_Questions_
1: List every person named in the article below on the Boyertown locker room ruling, giving the role the article states for each.
2: Answer these questions from the article below on the Boyertown locker room ruling.
(a) Which organization provided attorneys for the plaintiffs?
(b) On what date did Ria Tabacco Mar issue her statement?
(c) How many of the plaintiffs are girls?
3: Continue the article below on the Boyertown locker room ruling from its last sentence.

_Selected text_
# # # # # # #
The Mercury (Pottstown, PA)

District privacy policy upheld

4 students sued claiming they were embarrasse­d by sharing locker room

- By Evan Brandt ebrandt@21st-centurymed­ia.com @PottstownN­ews on Twitter

BOYERTOWN » Just in time for the start of school Monday, a federal judge has sided with the Boyertown Area School District in a lawsuit involving its policy for transgende­r student use of bathrooms and locker rooms.

According to a report from WFMZ Friday, Judge Edward G. Smith denied a preliminar­y injunction filed against the school district by four students whose names have been withheld to protect their identity.

The students argued that allowing transgende­r students to use the bathrooms and locker rooms of their choice at the high school violated their right to privacy.

The judge ruled the plaintiffs had failed to show that their claims of invasion of privacy and sexual harassment warranted relief by the court.

The Alliance Defending Freedom, which provided attorneys for the plaintiffs, told WFMZ it is consulting with its clients before deciding whether to appeal the judge’s ruling.

An attempt to reach David Krem, Boyertown’s acting school’s superinten­dent, was unsuccessf­ul Friday evening.

Earlier this month, the four students who filed the suit argued in court that Boyertown never made its policy public, and that encounteri­ng a transgende­r student in the locker room

made them feel embarrasse­d and uncomforta­ble, according to published reports.

According to the website of the Alliance Defending Freedom, the plaintiffs are two girls and two boys, one of whom was standing in his underwear in the boys’ locker room when he looked up to see a transgende­r student who identifies as a male standing nearby, also in underwear.

The ruling was hailed as a victory by the American Civil Liberties Union, which is among several groups that were involved in the legal proceeding on the school district’s side. And the ruling followed their prediction­s made earlier in the month.

“No court has granted an injunction like the one sought by the plaintiffs,” Ria Tabacco Mar, staff attorney for the ACLU’s LGBT and HIV Project said in an Aug. 11 statement.
# # # # # # #
_Data supplied_
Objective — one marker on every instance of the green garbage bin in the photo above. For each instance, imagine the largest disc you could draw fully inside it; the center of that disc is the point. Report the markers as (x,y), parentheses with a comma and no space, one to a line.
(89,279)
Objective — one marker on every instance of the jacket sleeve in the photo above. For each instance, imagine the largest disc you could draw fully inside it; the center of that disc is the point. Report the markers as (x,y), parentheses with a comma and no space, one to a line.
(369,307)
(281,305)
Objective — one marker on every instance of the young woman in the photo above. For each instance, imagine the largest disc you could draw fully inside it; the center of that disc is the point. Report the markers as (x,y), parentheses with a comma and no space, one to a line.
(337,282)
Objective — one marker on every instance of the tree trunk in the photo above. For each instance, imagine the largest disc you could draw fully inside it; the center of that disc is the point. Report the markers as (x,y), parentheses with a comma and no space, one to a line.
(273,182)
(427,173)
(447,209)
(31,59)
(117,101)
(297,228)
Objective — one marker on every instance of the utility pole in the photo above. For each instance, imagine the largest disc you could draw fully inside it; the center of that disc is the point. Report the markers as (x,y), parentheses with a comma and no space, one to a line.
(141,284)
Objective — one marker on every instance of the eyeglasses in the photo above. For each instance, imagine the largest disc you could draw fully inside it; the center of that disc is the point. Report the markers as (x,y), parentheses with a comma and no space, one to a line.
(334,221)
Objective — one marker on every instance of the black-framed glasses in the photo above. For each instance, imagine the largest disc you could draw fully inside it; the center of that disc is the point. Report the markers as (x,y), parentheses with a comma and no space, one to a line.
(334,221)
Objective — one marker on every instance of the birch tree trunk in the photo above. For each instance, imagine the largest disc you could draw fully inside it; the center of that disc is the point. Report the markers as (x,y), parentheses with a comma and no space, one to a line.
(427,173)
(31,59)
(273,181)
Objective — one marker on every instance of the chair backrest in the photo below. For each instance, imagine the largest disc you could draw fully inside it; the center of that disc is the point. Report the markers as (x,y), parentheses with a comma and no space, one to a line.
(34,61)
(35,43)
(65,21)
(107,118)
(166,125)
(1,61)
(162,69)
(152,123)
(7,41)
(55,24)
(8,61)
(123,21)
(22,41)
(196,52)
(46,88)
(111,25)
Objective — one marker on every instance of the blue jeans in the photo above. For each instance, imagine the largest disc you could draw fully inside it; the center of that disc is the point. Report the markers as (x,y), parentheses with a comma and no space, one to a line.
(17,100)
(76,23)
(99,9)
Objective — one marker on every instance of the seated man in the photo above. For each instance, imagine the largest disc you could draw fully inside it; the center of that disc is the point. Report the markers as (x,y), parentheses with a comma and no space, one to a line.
# # # # # # #
_Answers for the tasks_
1:
- Evan Brandt: author of the article
- Edward G. Smith: federal judge
- David Krem: Boyertown's acting school superintendent
- Ria Tabacco Mar: staff attorney for the ACLU's LGBT and HIV Project

2:
(a) The Alliance Defending Freedom
(b) Aug. 11
(c) Two

3:
“Those who brought this lawsuit must show that a ruling in their favor will do more good than harm.

But such a ruling would greatly harm transgende­r students,” Mar said.

“Transgende­r students should have the opportunit­y to learn in an environmen­t where they feel safe. We are grateful that the court agreed that the plaintiffs’ desire to stop what the district is doing had no grounding in legal principles,” Reggie Shuford, executive director of the ACLU of Pennsylvan­ia, told WFMZ.

“The stakes in this litigation are high for transgende­r students at Boyertown. The district’s practice gives them the opportunit­y to attend school in a respectful and affirming environmen­t,” Mary Catherine Roper, deputy legal director of the ACLU of Pennsylvan­ia, said in the Aug. 11 release prior to the court ruling.

“The challenges that teens face are enhanced for transgende­r students, who are coming to grips with their gender identity,” said Roper.

“No one on any side of this debate is seriously suggesting that children struggling with their biological sex shouldn’t also have privacy. In fact, ADF and many others have been actively advocating for compassion­ate solutions that respect the privacy of all students,” reads an Aug. 10 statement posted on the Alliance website.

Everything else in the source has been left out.